Short problem
Give back the whole listing exactly as shown.

Point-based annotation data:
════════════════

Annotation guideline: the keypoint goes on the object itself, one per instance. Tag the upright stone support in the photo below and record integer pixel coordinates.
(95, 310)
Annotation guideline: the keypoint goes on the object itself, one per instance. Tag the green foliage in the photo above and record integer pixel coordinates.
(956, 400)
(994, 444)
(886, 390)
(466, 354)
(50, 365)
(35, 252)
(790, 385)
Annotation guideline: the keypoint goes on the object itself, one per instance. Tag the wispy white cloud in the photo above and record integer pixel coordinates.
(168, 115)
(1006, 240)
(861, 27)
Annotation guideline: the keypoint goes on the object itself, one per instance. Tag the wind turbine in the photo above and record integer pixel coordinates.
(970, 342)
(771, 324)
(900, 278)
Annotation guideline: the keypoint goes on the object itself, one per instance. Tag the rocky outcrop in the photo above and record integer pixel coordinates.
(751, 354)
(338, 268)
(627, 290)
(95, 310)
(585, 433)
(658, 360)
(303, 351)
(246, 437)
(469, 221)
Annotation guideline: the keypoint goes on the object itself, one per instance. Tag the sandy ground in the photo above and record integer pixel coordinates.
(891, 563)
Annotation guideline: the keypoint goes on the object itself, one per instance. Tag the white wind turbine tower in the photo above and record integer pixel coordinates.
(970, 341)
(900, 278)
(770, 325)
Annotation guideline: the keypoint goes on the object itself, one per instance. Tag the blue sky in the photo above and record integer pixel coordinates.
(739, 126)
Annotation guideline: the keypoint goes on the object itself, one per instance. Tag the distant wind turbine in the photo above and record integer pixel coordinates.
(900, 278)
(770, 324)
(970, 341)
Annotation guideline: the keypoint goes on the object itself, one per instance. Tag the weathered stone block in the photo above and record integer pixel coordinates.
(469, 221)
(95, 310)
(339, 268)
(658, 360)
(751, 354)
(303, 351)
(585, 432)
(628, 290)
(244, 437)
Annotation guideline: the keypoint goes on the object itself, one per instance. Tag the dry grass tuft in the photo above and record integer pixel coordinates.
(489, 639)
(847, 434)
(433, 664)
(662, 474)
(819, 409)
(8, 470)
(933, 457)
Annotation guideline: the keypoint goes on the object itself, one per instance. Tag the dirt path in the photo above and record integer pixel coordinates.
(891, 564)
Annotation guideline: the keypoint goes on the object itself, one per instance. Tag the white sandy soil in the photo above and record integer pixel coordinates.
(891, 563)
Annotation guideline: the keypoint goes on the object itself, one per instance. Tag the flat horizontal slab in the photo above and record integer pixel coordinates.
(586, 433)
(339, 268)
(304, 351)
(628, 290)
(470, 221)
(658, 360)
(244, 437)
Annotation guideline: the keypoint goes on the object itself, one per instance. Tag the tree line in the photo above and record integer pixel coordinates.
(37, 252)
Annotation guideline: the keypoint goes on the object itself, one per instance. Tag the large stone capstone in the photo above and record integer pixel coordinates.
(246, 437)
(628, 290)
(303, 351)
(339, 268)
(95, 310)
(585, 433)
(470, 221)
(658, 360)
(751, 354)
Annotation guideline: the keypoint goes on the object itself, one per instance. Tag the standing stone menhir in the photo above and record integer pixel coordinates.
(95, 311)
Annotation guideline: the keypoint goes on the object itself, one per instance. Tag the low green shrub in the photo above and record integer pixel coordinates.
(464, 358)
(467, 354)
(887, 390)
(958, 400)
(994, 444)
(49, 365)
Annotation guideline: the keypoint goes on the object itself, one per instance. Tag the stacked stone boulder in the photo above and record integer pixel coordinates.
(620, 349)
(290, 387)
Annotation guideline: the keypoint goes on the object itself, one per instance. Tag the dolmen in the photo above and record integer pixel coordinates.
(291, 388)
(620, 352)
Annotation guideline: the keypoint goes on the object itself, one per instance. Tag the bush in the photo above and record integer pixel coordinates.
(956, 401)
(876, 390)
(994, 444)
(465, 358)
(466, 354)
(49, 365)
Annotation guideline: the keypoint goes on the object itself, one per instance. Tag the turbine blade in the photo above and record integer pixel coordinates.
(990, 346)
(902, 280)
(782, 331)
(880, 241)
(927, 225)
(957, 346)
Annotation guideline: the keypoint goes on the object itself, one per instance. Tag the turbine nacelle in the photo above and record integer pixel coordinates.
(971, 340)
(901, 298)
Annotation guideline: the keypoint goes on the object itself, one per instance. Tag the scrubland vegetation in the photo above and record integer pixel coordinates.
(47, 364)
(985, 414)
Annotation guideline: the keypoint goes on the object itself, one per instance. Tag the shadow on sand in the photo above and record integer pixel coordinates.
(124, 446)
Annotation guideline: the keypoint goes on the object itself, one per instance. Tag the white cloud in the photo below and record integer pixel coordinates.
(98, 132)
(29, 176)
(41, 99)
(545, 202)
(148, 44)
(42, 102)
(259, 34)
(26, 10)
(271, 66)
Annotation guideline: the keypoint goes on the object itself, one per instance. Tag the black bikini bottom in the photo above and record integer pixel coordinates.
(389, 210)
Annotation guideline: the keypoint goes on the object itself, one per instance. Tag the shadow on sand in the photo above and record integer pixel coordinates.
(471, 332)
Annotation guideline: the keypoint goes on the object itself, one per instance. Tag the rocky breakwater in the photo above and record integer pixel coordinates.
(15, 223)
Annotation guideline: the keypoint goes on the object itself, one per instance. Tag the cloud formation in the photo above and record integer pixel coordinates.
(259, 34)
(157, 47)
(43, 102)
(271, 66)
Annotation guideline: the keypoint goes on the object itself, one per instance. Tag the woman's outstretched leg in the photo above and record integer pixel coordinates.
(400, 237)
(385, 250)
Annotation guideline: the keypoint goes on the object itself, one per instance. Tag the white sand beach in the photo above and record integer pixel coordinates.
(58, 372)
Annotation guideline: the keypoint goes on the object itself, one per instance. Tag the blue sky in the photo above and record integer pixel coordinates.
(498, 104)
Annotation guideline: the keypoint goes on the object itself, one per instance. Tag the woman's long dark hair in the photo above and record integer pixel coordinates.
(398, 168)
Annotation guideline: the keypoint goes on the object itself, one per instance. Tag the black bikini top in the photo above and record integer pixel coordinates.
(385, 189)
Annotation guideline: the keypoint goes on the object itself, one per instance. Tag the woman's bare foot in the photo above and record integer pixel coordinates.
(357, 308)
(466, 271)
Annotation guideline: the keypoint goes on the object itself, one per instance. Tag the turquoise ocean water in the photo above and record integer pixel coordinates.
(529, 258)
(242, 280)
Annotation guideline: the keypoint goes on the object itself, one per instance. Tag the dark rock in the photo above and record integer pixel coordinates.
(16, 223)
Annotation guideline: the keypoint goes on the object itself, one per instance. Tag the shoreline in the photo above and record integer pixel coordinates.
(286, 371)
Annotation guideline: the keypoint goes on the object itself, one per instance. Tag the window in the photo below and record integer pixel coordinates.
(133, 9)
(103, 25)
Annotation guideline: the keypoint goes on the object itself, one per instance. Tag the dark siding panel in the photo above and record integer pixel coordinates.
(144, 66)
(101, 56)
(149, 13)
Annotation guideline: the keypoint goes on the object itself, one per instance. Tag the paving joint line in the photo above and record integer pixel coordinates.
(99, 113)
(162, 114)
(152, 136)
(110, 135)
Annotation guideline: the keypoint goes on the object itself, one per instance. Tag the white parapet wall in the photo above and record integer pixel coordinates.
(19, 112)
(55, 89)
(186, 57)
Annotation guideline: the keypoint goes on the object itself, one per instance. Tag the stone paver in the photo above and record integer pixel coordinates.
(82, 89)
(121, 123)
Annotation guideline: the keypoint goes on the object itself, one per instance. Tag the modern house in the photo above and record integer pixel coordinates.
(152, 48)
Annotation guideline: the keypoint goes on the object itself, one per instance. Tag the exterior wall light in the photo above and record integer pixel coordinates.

════════════════

Answer in full
Annotation guideline: the keypoint goes on the object itself, one per instance. Tag the upright stone support in the photo below and record integer pixel coordinates.
(95, 310)
Annotation guideline: the keypoint goes on the object itself, one per instance. Tag the green foliage in the photo above and record integer pixel coordinates.
(956, 400)
(994, 444)
(886, 390)
(466, 354)
(50, 365)
(35, 252)
(790, 385)
Annotation guideline: the keypoint goes on the object itself, one per instance. Tag the wispy white cloud in the photo above and record integer pixel coordinates.
(168, 115)
(1006, 240)
(861, 27)
Annotation guideline: the keypoint goes on the object itself, one per instance. Tag the wind turbine in the photo above and record integer pixel coordinates.
(970, 342)
(771, 324)
(900, 278)
Annotation guideline: the keypoint goes on the object itself, one per instance. Tag the rocky outcrop in the photo above and record integer pixel coordinates.
(751, 354)
(338, 268)
(627, 290)
(95, 310)
(585, 433)
(658, 360)
(303, 351)
(246, 437)
(469, 221)
Annotation guideline: the keypoint goes on the object itself, one per instance. Tag the sandy ground in the photo above and record integer pixel coordinates.
(891, 563)
Annotation guideline: the keypoint goes on the object itself, one per instance. Tag the white wind turbine tower in the photo above and record integer pixel coordinates.
(970, 341)
(900, 278)
(770, 325)
Annotation guideline: the keypoint goes on the object itself, one per instance. Tag the blue sky in the photo above and record integer pixel coordinates.
(739, 126)
Annotation guideline: the keypoint goes on the object itself, one per instance. Tag the distant wind turbine in the photo above and record integer pixel coordinates.
(900, 278)
(770, 324)
(970, 341)
Annotation guideline: the keypoint goes on the object itself, one per instance. Tag the weathered stone block in the photo above and record integer pixel coordinates.
(469, 221)
(95, 310)
(339, 268)
(658, 360)
(751, 354)
(303, 351)
(585, 432)
(628, 290)
(244, 437)
Annotation guideline: the keypoint goes on the object itself, one per instance. Tag the dry grass tuft in the photo above and record integer pixel coordinates.
(489, 639)
(847, 434)
(433, 664)
(662, 474)
(819, 409)
(8, 470)
(933, 457)
Annotation guideline: the keypoint goes on the object itself, one per instance. Tag the dirt path in the photo above and record integer pixel coordinates.
(891, 564)
Annotation guideline: the keypoint goes on the object itself, one per instance. Tag the white sandy soil in the photo above and record integer pixel coordinates.
(891, 563)
Annotation guideline: the keypoint goes on the object itself, one per instance. Tag the flat horizontal slab in the photo above and record integer pixel coordinates.
(586, 433)
(339, 268)
(304, 351)
(628, 290)
(470, 221)
(658, 360)
(244, 437)
Annotation guideline: the keypoint goes on the object itself, one per instance. Tag the tree line in the photo above and record integer pixel coordinates.
(37, 252)
Annotation guideline: the keypoint goes on the object itself, one per instance. Tag the large stone capstone in the photo above and record integer pixel coordinates.
(246, 437)
(628, 290)
(303, 351)
(339, 268)
(95, 310)
(585, 433)
(470, 221)
(658, 360)
(751, 354)
Annotation guideline: the keypoint goes on the object itself, one per instance. Tag the standing stone menhir in the photo above and record integer pixel coordinates.
(95, 311)
Annotation guideline: the keypoint goes on the object itself, one per instance. Tag the low green shrub in the photo above and record integer pixel coordinates.
(464, 358)
(467, 354)
(887, 390)
(958, 400)
(994, 444)
(49, 365)
Annotation guideline: the keypoint goes on the object itself, one per instance. Tag the stacked stone boulder in the photo above and record integer pixel coordinates.
(620, 349)
(290, 387)
Annotation guideline: the keypoint goes on the object itself, one per instance. Tag the dolmen in the photo above and record integer pixel coordinates.
(291, 388)
(620, 352)
Annotation guideline: the keypoint goes on the object itself, one per instance. Tag the bush in the photo above and record integer pixel coordinates.
(956, 401)
(876, 390)
(994, 444)
(465, 358)
(466, 354)
(49, 365)
Annotation guideline: the keypoint goes on the object itself, one per instance. Tag the turbine blade in the photo above and record integer pixel coordinates.
(990, 346)
(902, 280)
(782, 331)
(880, 241)
(927, 225)
(957, 346)
Annotation guideline: the keypoint goes on the object itself, one per instance. Tag the turbine nacelle in the photo above and record integer pixel coordinates.
(971, 340)
(901, 298)
Annotation guideline: the keypoint goes on the object itself, one per instance. Tag the scrubland vegetation in the photo above and record integer pixel coordinates.
(47, 364)
(985, 414)
Annotation guideline: the keypoint goes on the object itself, one per instance. Tag the shadow on sand in the photo above and record integer pixel coordinates.
(124, 446)
Annotation guideline: the keypoint goes on the object itself, one per instance. Tag the white cloud in the photo below and record integer pixel coordinates.
(98, 132)
(29, 176)
(41, 99)
(545, 202)
(148, 44)
(42, 102)
(259, 34)
(26, 10)
(271, 66)
Annotation guideline: the keypoint goes on the object itself, one per instance. Tag the black bikini bottom in the photo above and record integer pixel coordinates.
(389, 210)
Annotation guideline: the keypoint goes on the object itself, one per instance. Tag the shadow on sand in the photo above and record integer pixel coordinates.
(471, 332)
Annotation guideline: the keypoint goes on the object itself, one per instance. Tag the rocky breakwater in the photo above and record integer pixel coordinates.
(15, 223)
Annotation guideline: the keypoint goes on the object itself, one per instance. Tag the cloud formation in the photo above and record integer pixel coordinates.
(259, 34)
(157, 47)
(43, 102)
(271, 66)
Annotation guideline: the keypoint goes on the object itself, one per instance. Tag the woman's outstretched leg in the photo above and record integer pixel coordinates.
(400, 237)
(385, 250)
Annotation guideline: the keypoint goes on the object itself, one per instance. Tag the white sand beach in the photo above and record integer pixel coordinates.
(58, 372)
Annotation guideline: the keypoint goes on the object itself, one per instance. Tag the blue sky in the photo above and record integer pixel coordinates.
(498, 104)
Annotation guideline: the keypoint goes on the object itself, one per instance. Tag the woman's long dark hair in the photo above and record integer pixel coordinates.
(398, 168)
Annotation guideline: the keypoint goes on the object itself, one per instance. Tag the black bikini top in the photo above and record integer pixel coordinates.
(385, 189)
Annotation guideline: the keypoint goes on the object itself, one per instance. Tag the woman's bare foot in the photo above and record integer pixel coordinates.
(357, 308)
(466, 271)
Annotation guideline: the keypoint goes on the object itself, one per instance. Tag the turquoise ocean water in the photo above and record integer pixel coordinates.
(529, 258)
(242, 280)
Annotation guideline: the keypoint goes on the object itself, one per instance. Tag the dark rock in the photo above and record integer pixel coordinates.
(16, 223)
Annotation guideline: the keypoint goes on the object itself, one per instance. Tag the shoreline in the photo above and record integer pixel coordinates.
(286, 371)
Annotation guideline: the keypoint goes on the object itself, one per instance. Tag the window in the photo below and record integer pixel coordinates.
(133, 9)
(103, 25)
Annotation guideline: the keypoint goes on the object itself, one per instance. Tag the dark siding panel in the photo above and record integer pixel coordinates.
(144, 66)
(101, 56)
(149, 13)
Annotation guideline: the keypoint goes on the object itself, one per instance. Tag the paving joint line in the photo above and record integer pixel coordinates.
(99, 113)
(162, 114)
(152, 136)
(110, 135)
Annotation guideline: the keypoint goes on the object itself, one per instance. Tag the white parapet wall in the photo above and record integer pixel coordinates.
(19, 112)
(55, 89)
(186, 57)
Annotation guideline: the keypoint goes on the object itself, one per instance. Tag the stone paver in the photo above and record integer pixel coordinates.
(82, 89)
(121, 123)
Annotation guideline: the keypoint goes on the object itself, one per instance. Tag the modern house in the photo above and record integer pixel coordinates.
(152, 48)
Annotation guideline: the keypoint goes on the object itself, one per instance. Tag the exterior wall light in the photo above and record integer pixel coordinates.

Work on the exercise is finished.